Please summarize the article about the ambulance crash in two sentences.

■ PAGE TEXT:

▬▬▬

PLAINS TWP. — A Nanticoke man was under the influence of marijuana when he crashed head-on with an ambulance last winter, injuring two emergency medical technicians and a patient who died just days later, according to charges.
State police said Lawrence Vanburen-Morgan, 29, of East Green Street, was driving a 2007 Toyota Sienna north on Route 315 when he crossed into on-coming traffic and collided with a Greater Pittston Regional ambulance Jan. 18.
The ambulance was being operated by EMT Michael Ankenbrand, 34, of Shavertown, police say. EMT Emmett Thomas, 50, of Kingston, and patient Margaret Milewski, 87, of Pittston, were also on board.
Ankenbrand, Thomas and Milewski were injured in the crash near the border of Laflin and Jenkins Township. A passenger in Vanburen-Morgan’s vehicle, Latasha Roland, 27, of Nanticoke, was not hurt.
Milewski died at her daughter’s residence in Susquehanna County just four days later on Jan. 22.
An autopsy was conducted by the Susquehanna County coroner’s office but results were not released pending the investigation into the crash.

▬▬▬

■ THE DATA:
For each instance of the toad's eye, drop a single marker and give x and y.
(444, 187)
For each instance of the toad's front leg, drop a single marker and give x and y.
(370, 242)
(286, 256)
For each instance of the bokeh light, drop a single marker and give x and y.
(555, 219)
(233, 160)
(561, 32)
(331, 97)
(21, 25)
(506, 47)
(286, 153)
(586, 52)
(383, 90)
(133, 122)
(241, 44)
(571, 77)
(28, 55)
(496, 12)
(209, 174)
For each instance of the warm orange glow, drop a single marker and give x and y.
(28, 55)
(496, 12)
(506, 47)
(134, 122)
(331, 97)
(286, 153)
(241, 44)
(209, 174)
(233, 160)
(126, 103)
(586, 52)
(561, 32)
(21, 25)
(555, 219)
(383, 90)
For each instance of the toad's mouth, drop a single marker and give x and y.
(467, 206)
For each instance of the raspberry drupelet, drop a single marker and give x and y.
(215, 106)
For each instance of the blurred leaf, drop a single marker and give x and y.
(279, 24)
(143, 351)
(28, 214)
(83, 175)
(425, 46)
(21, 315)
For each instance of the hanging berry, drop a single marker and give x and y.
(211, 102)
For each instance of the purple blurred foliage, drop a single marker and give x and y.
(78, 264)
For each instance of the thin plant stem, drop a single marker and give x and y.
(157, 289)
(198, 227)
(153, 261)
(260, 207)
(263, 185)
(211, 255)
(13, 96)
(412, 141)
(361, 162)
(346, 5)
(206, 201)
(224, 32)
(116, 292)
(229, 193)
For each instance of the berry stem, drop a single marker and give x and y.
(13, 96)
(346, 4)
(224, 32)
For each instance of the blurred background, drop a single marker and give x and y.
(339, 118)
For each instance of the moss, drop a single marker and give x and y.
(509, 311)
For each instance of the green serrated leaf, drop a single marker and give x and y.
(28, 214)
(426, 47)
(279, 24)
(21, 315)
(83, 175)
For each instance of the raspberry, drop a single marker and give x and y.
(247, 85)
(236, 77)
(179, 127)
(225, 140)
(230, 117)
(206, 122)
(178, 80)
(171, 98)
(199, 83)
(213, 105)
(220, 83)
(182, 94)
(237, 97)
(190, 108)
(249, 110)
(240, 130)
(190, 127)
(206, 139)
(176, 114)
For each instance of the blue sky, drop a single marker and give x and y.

▬▬▬

■ ANSWER SPACE:
Charges say Lawrence Vanburen-Morgan, 29, of Nanticoke, was under the influence of marijuana on Jan. 18 when his minivan crossed into oncoming traffic on Route 315 and hit a Greater Pittston Regional ambulance head-on, injuring EMTs Michael Ankenbrand and Emmett Thomas and patient Margaret Milewski, 87. Milewski died four days later at her daughter's residence in Susquehanna County, and the coroner's office has not released the autopsy results pending the crash investigation.